▶ **Enunciado**
Cita literalmente el pasaje del texto sobre la batalla de Guadalete que va desde "La semana pasada" hasta "de don Rodrigo.", ambos incluidos.

▶ **Fuente**
::::::::::
La semana pasada iniciamos un recorrido por los Llanos de la Ina, de la mano del escritor e hispanista francés Antoine de Latour quien sitúa en estos parajes la Batalla de Guadalete. En la visita que realiza a estos lugares a mediados del siglo XIX hace un alto en el monasterio de La Cartuja y se acerca hasta a las orillas del río donde evoca la famosa contienda. Junto a los arcos del puente fantasea, sobrecogido por el escenario donde “se perdió el reino visigodo”, acerca del desarrollo de la batalla en el paraje de los Llanos, a los pies de los cerros de Las Pachecas, Lomopardo. En la crónica del domingo anterior terminábamos con la escena donde Latour narra la muerte de don Rodrigo a manos de Tariq, quien lo atraviesa con su lanza y, derribándolo, “…le cortó la cabeza que envío al emir como testimonio de su victoria”.
La leyenda de don Rodrigo.
Sin embargo, para un escritor romántico como Latour, el destino que la historia depara para don Rodrigo era demasiado previsible y no se resiste a presentarnos también lo que hoy llamaríamos “un final alternativo”, una de las muchas versiones que las crónicas más tradicionales, desde el padre Mariana hasta el romancero y las leyendas populares apuntan. En ellas D. Rodrigo no muere en Guadalete y abandona de manera anónima los escenarios de la batalla -y también las páginas de historia- para expiar sus culpas.
El hispanista francés, se deja llevar también por las fuertes corrientes de la leyenda y relata que, cuando la batalla ya está perdida ante el empuje de los mahometanos, los pocos godos que sobrevivieron a la traición de Oppas, obispo de Sevilla, “…escaparon y corrieron a agruparse en torno a su rey diciéndoles que el obispo se había hecho moro. Rodrigo permaneció largo tiempo sin proferir palabra y decía para sus adentros que su hora había llegado lo que confirmó cuando vio flaquear a los cristianos” (1).
Como una concesión postrera al valor de don Rodrigo y a su deseo de intentar salvar el reino visigodo hasta su último aliento, nos lo presenta entregado a la batalla y poniendo en juego su vida: “…Entonces se despojó de su brillante vestimenta con la que podía ser reconocido y se lanzó al combate para cumplir con su deber de soldado y de cristiano. Sólo buscaba ya la muerte, la victoria había decididamente pasado a manos de los infieles. Separado de los suyos por los azares de la lucha, el rey se esforzó inútilmente en reunirse con ellos. Cuando comprobó que todos habían muerto o huido se dirigió al otro lado y conquistó el sólo una colina que dominaba toda la llanura.
::::::::::
▶ **Bloque de datos**
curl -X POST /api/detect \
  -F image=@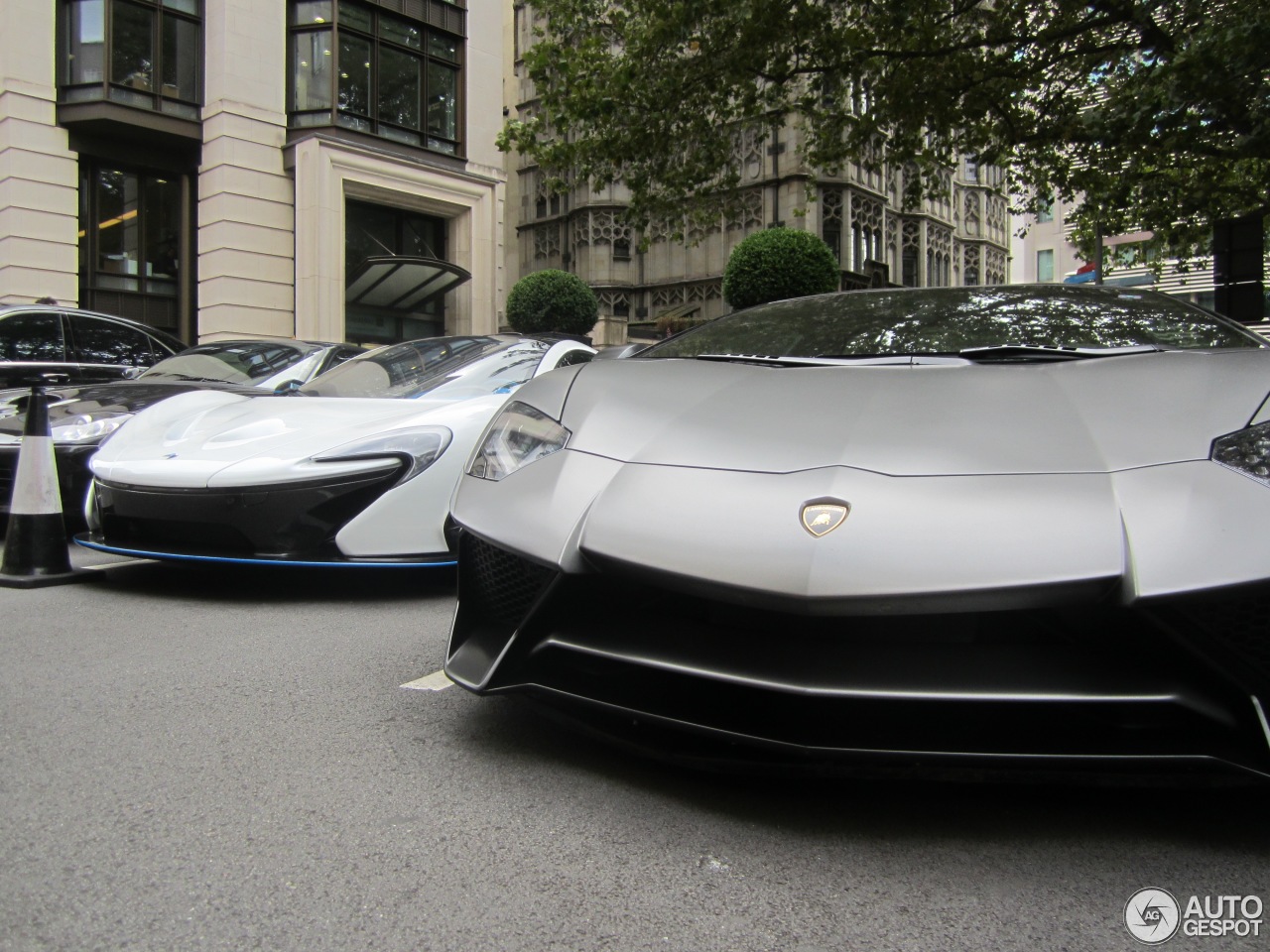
::::::::::
▶ **Solución**
La semana pasada iniciamos un recorrido por los Llanos de la Ina, de la mano del escritor e hispanista francés Antoine de Latour quien sitúa en estos parajes la Batalla de Guadalete. En la visita que realiza a estos lugares a mediados del siglo XIX hace un alto en el monasterio de La Cartuja y se acerca hasta a las orillas del río donde evoca la famosa contienda. Junto a los arcos del puente fantasea, sobrecogido por el escenario donde “se perdió el reino visigodo”, acerca del desarrollo de la batalla en el paraje de los Llanos, a los pies de los cerros de Las Pachecas, Lomopardo. En la crónica del domingo anterior terminábamos con la escena donde Latour narra la muerte de don Rodrigo a manos de Tariq, quien lo atraviesa con su lanza y, derribándolo, “…le cortó la cabeza que envío al emir como testimonio de su victoria”.
La leyenda de don Rodrigo.